▶ [Directions for this task] Print every line from the one containing "Please find every freezer" through the one containing "[268, 219, 291, 241]", both included, reproducing each line character for character.

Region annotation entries
+ + + +
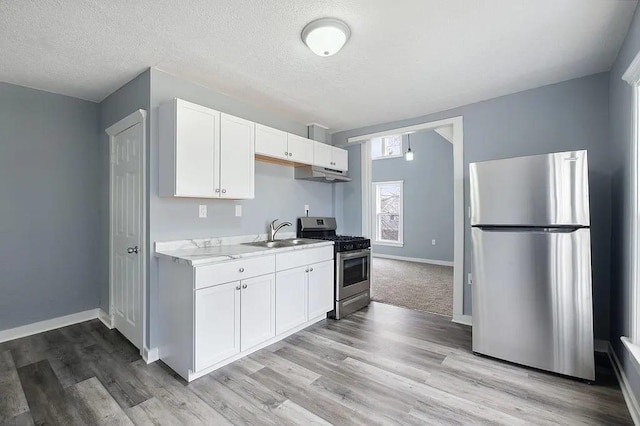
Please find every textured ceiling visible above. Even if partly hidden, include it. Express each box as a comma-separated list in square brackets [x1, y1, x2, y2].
[0, 0, 636, 132]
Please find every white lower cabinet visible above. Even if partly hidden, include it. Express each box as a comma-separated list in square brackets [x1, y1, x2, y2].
[195, 274, 276, 371]
[307, 260, 334, 319]
[195, 281, 240, 371]
[240, 274, 276, 351]
[276, 266, 309, 334]
[158, 246, 333, 381]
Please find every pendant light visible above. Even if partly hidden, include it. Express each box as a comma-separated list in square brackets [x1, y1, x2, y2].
[404, 133, 413, 161]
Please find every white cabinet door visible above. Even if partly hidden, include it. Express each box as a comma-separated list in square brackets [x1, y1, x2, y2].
[220, 113, 255, 199]
[276, 266, 308, 334]
[195, 281, 240, 371]
[331, 146, 349, 171]
[313, 142, 333, 168]
[307, 260, 334, 320]
[288, 133, 313, 164]
[256, 123, 289, 160]
[172, 99, 220, 197]
[240, 274, 276, 351]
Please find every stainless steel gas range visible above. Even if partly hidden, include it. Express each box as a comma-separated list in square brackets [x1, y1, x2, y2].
[297, 217, 371, 319]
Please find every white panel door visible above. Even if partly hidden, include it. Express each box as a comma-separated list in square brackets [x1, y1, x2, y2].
[175, 99, 220, 197]
[195, 281, 240, 371]
[313, 142, 332, 168]
[240, 274, 276, 351]
[256, 123, 289, 160]
[307, 260, 334, 319]
[276, 266, 309, 334]
[110, 122, 144, 348]
[220, 113, 255, 199]
[331, 146, 349, 170]
[288, 133, 313, 164]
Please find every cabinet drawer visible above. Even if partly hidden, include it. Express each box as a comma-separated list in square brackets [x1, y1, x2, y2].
[276, 246, 333, 271]
[196, 255, 276, 289]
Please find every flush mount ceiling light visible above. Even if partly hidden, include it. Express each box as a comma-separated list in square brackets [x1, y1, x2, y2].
[302, 18, 351, 56]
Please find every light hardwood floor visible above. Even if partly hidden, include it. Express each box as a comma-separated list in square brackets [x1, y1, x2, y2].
[0, 303, 632, 425]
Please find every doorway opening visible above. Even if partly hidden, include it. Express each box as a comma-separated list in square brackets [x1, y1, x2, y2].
[348, 117, 464, 325]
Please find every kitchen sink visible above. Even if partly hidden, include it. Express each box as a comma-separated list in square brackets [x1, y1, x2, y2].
[242, 238, 318, 248]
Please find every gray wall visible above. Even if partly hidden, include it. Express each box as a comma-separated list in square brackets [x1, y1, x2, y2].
[149, 69, 334, 347]
[371, 130, 453, 262]
[333, 73, 611, 339]
[99, 70, 151, 314]
[608, 5, 640, 406]
[0, 83, 101, 330]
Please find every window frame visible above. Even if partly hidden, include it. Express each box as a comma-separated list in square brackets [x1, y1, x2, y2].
[371, 134, 404, 161]
[371, 180, 404, 247]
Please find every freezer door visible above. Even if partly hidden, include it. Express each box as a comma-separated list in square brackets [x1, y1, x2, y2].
[469, 151, 589, 226]
[472, 228, 595, 380]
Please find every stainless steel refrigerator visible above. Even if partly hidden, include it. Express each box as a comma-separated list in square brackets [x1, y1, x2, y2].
[469, 151, 595, 380]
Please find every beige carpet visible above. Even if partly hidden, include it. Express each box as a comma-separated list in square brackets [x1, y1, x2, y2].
[371, 257, 453, 316]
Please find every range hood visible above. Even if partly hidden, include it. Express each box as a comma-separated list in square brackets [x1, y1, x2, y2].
[295, 166, 351, 183]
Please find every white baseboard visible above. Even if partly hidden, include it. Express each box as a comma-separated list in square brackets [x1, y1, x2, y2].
[142, 346, 160, 364]
[607, 343, 640, 425]
[0, 309, 99, 343]
[372, 252, 453, 266]
[98, 309, 113, 330]
[451, 315, 473, 325]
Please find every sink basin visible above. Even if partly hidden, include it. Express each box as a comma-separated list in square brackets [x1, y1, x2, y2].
[242, 241, 291, 248]
[242, 238, 318, 248]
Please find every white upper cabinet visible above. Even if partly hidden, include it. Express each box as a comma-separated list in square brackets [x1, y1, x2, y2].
[313, 141, 349, 170]
[159, 99, 255, 199]
[159, 99, 220, 197]
[219, 113, 255, 199]
[256, 123, 313, 164]
[256, 123, 289, 160]
[287, 133, 313, 164]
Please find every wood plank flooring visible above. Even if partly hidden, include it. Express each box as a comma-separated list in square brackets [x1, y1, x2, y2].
[0, 303, 633, 425]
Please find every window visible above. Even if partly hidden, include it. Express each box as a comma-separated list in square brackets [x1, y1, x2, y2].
[373, 181, 403, 247]
[371, 135, 402, 160]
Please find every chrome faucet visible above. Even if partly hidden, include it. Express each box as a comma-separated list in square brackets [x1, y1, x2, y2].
[268, 219, 291, 241]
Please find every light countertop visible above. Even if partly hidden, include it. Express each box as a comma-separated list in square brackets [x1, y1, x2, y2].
[155, 233, 333, 266]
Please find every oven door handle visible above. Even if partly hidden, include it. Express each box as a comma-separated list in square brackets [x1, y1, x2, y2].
[338, 249, 371, 260]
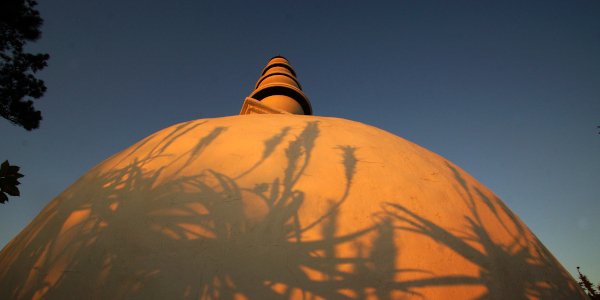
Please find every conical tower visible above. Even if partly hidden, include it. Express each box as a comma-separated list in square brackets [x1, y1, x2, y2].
[240, 56, 312, 115]
[0, 57, 586, 300]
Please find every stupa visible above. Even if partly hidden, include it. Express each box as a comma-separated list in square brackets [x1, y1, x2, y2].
[0, 57, 585, 299]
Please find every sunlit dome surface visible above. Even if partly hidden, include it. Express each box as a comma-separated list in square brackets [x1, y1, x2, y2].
[0, 57, 585, 299]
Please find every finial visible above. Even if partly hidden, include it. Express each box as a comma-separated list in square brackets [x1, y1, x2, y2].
[240, 55, 312, 115]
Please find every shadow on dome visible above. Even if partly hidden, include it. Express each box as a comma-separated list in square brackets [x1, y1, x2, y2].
[0, 120, 578, 299]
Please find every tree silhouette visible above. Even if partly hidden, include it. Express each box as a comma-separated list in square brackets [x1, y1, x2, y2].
[0, 0, 49, 130]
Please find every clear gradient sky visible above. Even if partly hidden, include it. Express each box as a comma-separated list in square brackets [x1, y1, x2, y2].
[0, 0, 600, 282]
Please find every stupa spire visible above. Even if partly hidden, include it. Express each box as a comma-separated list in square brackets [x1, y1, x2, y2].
[240, 55, 313, 115]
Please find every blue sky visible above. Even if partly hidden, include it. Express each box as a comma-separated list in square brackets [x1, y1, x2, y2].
[0, 0, 600, 282]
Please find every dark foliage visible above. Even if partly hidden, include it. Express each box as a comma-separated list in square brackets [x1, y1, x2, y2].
[0, 160, 23, 203]
[577, 267, 600, 300]
[0, 0, 49, 130]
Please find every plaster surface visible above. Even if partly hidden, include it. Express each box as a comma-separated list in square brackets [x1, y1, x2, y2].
[0, 114, 585, 299]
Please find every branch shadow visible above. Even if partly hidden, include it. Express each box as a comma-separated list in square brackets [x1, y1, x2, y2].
[0, 121, 584, 299]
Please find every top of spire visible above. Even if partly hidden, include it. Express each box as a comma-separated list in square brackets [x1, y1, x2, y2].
[240, 55, 312, 115]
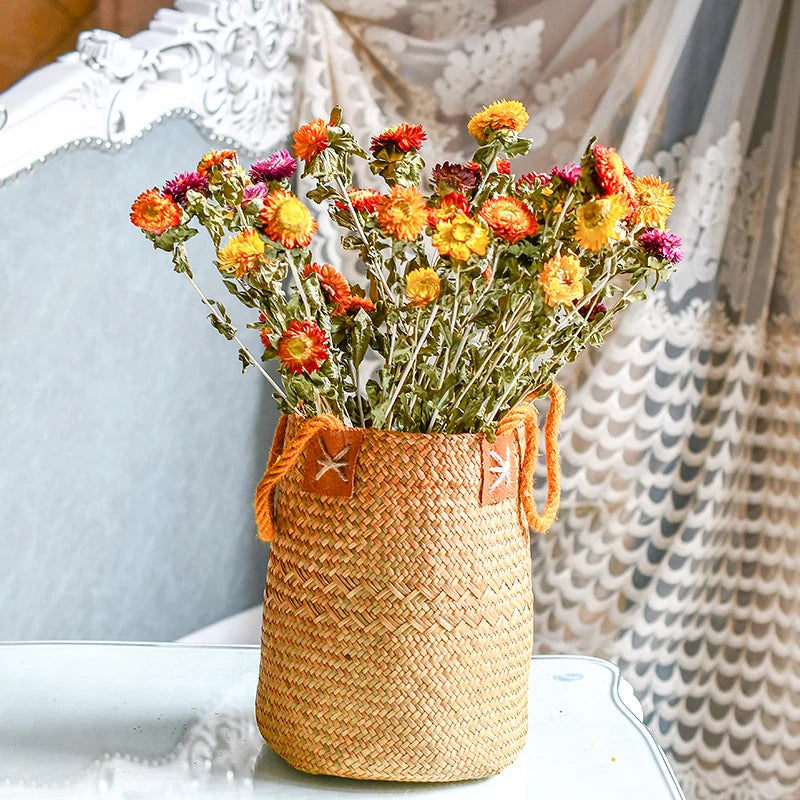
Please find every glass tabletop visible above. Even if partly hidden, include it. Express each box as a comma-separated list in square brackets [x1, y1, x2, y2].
[0, 642, 683, 800]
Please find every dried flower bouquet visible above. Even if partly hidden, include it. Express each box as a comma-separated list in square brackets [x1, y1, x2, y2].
[131, 100, 681, 433]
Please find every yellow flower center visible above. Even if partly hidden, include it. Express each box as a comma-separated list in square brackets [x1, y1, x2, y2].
[391, 200, 412, 220]
[286, 336, 311, 360]
[583, 200, 611, 228]
[639, 189, 661, 206]
[276, 197, 308, 231]
[452, 222, 473, 242]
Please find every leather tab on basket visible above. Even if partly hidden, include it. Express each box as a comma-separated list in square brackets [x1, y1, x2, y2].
[481, 433, 519, 506]
[303, 428, 364, 497]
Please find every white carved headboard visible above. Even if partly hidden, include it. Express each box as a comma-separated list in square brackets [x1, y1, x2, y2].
[0, 0, 306, 180]
[0, 0, 306, 640]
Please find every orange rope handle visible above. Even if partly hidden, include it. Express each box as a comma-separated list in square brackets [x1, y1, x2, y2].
[254, 414, 344, 542]
[497, 383, 566, 533]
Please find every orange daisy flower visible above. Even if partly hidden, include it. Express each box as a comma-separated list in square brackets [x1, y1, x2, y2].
[369, 122, 425, 156]
[258, 314, 275, 353]
[217, 228, 264, 278]
[131, 187, 181, 234]
[572, 194, 631, 252]
[537, 253, 584, 306]
[336, 189, 383, 214]
[260, 189, 317, 249]
[378, 186, 428, 242]
[292, 117, 330, 162]
[633, 175, 675, 228]
[278, 319, 330, 375]
[428, 192, 469, 228]
[467, 100, 530, 144]
[197, 150, 236, 178]
[432, 211, 489, 261]
[303, 261, 350, 316]
[479, 196, 539, 244]
[594, 144, 636, 211]
[406, 267, 442, 308]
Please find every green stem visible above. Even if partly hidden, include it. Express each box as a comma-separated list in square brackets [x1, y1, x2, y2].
[336, 178, 395, 305]
[184, 273, 303, 417]
[288, 255, 311, 320]
[350, 361, 367, 428]
[385, 306, 439, 430]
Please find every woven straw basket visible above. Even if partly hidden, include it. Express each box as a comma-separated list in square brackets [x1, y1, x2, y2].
[256, 390, 564, 781]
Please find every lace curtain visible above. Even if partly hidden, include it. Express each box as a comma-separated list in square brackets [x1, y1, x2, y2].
[297, 0, 800, 800]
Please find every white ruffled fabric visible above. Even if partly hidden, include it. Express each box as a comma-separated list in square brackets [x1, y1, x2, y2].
[297, 0, 800, 800]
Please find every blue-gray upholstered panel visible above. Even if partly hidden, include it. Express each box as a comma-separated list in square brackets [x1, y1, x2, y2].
[0, 119, 277, 640]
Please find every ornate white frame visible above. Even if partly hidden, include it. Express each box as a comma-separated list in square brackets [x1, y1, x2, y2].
[0, 0, 306, 183]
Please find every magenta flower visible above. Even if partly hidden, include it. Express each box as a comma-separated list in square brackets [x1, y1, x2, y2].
[639, 228, 683, 264]
[517, 172, 552, 188]
[248, 150, 297, 183]
[550, 164, 581, 186]
[242, 183, 269, 205]
[164, 172, 208, 206]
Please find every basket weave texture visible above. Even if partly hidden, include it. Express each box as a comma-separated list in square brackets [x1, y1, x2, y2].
[256, 418, 533, 781]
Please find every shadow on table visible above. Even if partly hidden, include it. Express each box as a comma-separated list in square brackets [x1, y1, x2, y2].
[253, 744, 491, 800]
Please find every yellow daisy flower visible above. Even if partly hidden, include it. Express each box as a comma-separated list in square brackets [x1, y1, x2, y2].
[537, 253, 584, 306]
[433, 211, 489, 261]
[572, 194, 630, 251]
[377, 186, 428, 242]
[217, 228, 264, 278]
[633, 175, 675, 228]
[467, 100, 530, 144]
[406, 267, 442, 308]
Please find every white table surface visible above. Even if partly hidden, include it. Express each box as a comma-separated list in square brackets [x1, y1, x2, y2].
[0, 642, 683, 800]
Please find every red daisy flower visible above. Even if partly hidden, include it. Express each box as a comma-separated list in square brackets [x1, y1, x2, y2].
[369, 122, 425, 156]
[594, 144, 636, 211]
[303, 262, 350, 316]
[347, 294, 375, 314]
[278, 319, 330, 375]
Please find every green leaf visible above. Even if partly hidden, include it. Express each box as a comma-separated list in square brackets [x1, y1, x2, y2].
[208, 312, 236, 341]
[350, 308, 372, 367]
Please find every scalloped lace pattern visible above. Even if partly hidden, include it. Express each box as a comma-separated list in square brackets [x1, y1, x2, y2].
[301, 0, 800, 800]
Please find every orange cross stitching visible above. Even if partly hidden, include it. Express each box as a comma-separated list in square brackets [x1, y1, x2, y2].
[303, 428, 364, 497]
[314, 440, 353, 483]
[481, 433, 519, 506]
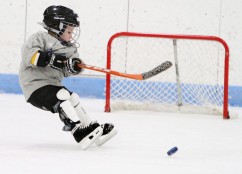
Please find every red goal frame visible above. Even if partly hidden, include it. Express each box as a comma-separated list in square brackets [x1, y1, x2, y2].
[105, 32, 229, 119]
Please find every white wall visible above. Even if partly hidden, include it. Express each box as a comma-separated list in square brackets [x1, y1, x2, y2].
[0, 0, 242, 86]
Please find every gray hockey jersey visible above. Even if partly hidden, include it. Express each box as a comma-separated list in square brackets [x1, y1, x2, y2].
[19, 31, 79, 101]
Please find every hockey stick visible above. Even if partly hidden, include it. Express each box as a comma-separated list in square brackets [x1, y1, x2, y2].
[78, 61, 172, 80]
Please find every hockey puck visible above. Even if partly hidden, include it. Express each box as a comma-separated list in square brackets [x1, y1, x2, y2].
[167, 146, 178, 156]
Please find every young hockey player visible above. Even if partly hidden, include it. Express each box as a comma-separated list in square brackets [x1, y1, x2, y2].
[19, 6, 117, 149]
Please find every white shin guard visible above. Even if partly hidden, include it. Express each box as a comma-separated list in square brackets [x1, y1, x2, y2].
[56, 88, 79, 122]
[70, 93, 92, 125]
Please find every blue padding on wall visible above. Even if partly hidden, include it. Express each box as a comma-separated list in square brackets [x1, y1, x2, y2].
[0, 74, 242, 107]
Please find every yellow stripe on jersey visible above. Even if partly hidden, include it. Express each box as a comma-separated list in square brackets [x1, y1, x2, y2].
[30, 51, 40, 66]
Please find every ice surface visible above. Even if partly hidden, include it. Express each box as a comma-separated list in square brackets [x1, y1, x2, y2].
[0, 94, 242, 174]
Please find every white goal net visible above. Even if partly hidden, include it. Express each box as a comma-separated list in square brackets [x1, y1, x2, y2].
[105, 33, 229, 118]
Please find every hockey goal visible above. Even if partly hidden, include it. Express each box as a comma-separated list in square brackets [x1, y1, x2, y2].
[105, 32, 229, 119]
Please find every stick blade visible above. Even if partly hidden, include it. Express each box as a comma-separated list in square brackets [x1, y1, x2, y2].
[142, 61, 172, 80]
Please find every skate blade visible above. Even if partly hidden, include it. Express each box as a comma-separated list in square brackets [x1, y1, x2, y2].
[95, 129, 118, 146]
[79, 126, 103, 150]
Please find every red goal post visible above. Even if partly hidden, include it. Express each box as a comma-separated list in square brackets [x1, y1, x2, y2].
[105, 32, 229, 119]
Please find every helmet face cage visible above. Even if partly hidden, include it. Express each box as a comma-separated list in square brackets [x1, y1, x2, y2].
[57, 22, 80, 44]
[43, 6, 80, 45]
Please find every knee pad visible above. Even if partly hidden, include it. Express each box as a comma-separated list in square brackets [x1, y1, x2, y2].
[60, 100, 79, 122]
[56, 88, 79, 122]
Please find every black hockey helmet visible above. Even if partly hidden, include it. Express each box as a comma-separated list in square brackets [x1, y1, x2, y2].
[43, 5, 79, 31]
[42, 5, 80, 43]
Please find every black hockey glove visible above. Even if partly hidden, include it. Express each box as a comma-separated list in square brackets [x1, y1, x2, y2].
[31, 50, 67, 70]
[66, 58, 83, 74]
[49, 54, 67, 70]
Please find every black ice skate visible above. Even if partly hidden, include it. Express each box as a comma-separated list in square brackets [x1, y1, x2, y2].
[71, 122, 103, 150]
[95, 123, 118, 146]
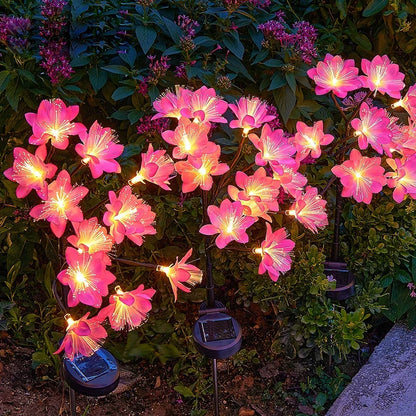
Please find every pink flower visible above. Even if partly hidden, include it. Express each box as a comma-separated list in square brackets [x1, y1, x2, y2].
[351, 103, 391, 154]
[129, 144, 175, 191]
[162, 117, 217, 159]
[254, 223, 295, 282]
[152, 85, 192, 120]
[4, 146, 57, 199]
[248, 123, 296, 166]
[229, 97, 276, 135]
[288, 186, 328, 233]
[54, 312, 107, 361]
[228, 168, 280, 222]
[360, 55, 404, 98]
[25, 99, 86, 150]
[29, 170, 88, 238]
[292, 120, 334, 161]
[57, 247, 116, 308]
[156, 249, 203, 302]
[386, 154, 416, 203]
[307, 53, 361, 98]
[181, 86, 228, 123]
[332, 149, 386, 204]
[199, 199, 257, 248]
[175, 145, 230, 193]
[75, 121, 124, 179]
[103, 186, 156, 246]
[98, 285, 156, 331]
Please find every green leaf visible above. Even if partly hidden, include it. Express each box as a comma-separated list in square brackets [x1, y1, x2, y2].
[363, 0, 389, 17]
[136, 26, 157, 55]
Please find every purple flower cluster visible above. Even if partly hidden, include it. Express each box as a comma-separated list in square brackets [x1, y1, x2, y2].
[39, 0, 74, 84]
+ + + +
▶ [Response to this task]
Please find every freezer door visible above. Even if partly hidden, include it. Express each box as a comma-separated list in square brackets [x1, y1, x2, y2].
[469, 151, 589, 226]
[472, 228, 595, 380]
Please find every stainless steel refrigerator visible above. Even if partly hidden, include it. Express each box as a comma-separated list in square brackets [x1, y1, x2, y2].
[469, 151, 595, 380]
Please find every beige carpet visible above. Even if partly hidden, include it. Express each box as a comma-separated list in square brackets [x1, y1, x2, y2].
[371, 257, 453, 316]
Please find every range hood visible above. Even if partly hidden, include it. Express each box as a comma-separated list in square brackets [x1, y1, x2, y2].
[295, 166, 351, 183]
Please find every white baseboard visible above. Even if partly hidden, include it. Express each box as a comma-separated list in square brackets [x1, y1, x2, y2].
[142, 346, 160, 364]
[607, 343, 640, 425]
[0, 309, 99, 343]
[372, 252, 453, 266]
[98, 309, 113, 330]
[451, 315, 473, 325]
Please find every sink basin visible above. Even if partly hidden, include it. Express each box as a comma-separated list in square brackets [x1, y1, x2, y2].
[242, 241, 291, 248]
[242, 238, 318, 248]
Please find every white upper cabinet visible above. Even if partly hidden, include it. Express each box as a comma-separated list in square brackets [x1, y1, x2, y2].
[313, 141, 349, 170]
[159, 99, 255, 199]
[159, 99, 220, 197]
[219, 113, 255, 199]
[256, 123, 313, 164]
[256, 123, 289, 160]
[287, 133, 313, 164]
Please find every wood plank flooring visible above. Even if partly hidden, include it. Express each box as a comma-separated list in square brackets [x1, y1, x2, y2].
[0, 303, 633, 425]
Please find every window visible above. Even if partly hidden, include it. Express each box as a comma-separated list in square brackets [x1, y1, x2, y2].
[373, 181, 403, 247]
[371, 135, 402, 160]
Please find every chrome faucet visible above. Even if partly hidden, include it. Express each box as a comma-separated list in square brackets [x1, y1, x2, y2].
[268, 219, 291, 241]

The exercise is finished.